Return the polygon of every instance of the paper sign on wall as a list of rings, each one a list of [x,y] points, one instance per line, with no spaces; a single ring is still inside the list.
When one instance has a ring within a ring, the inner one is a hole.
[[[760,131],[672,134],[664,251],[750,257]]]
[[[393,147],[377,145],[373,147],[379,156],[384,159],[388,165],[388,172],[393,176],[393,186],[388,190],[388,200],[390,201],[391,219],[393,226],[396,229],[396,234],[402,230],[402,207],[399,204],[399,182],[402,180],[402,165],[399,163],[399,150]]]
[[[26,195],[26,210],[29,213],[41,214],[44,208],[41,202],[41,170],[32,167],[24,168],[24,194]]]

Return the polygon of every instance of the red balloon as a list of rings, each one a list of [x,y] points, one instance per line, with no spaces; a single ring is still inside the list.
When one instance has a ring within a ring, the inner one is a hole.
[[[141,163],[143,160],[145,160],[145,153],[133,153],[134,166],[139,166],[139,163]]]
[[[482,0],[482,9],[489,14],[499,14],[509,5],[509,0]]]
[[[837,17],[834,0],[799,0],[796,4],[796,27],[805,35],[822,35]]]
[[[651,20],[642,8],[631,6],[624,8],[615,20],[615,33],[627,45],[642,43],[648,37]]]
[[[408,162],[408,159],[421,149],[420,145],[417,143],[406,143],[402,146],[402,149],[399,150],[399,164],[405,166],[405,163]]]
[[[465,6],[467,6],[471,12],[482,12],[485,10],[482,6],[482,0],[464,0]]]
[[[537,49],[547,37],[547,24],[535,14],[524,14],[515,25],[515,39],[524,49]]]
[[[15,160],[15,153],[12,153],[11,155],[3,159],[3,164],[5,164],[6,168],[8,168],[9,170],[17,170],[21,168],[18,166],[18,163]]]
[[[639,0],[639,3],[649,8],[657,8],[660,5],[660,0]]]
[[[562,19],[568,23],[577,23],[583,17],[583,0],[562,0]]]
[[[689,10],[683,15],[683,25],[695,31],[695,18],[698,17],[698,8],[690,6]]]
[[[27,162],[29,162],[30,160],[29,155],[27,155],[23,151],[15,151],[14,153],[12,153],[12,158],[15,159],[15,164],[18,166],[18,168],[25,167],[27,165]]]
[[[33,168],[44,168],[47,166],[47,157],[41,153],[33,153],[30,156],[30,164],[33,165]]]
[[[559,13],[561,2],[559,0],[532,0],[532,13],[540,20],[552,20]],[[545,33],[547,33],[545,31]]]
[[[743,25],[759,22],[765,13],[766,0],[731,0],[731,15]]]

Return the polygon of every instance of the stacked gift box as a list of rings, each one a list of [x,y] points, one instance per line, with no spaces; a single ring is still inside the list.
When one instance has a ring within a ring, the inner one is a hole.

━━━━━━━━━━

▸ **Task**: Both ends count here. Reproduce exactly the lines from the one containing "Return the polygon of every instance of the stacked" through the end of the listing.

▸ **Finished exercise**:
Return the polygon of every instance of the stacked gift box as a list of rings, each one a list of [x,y] points, one instance per line, with no spaces; a single ring is still inside the list.
When one instance has a ring within a ring, the inner one is a hole.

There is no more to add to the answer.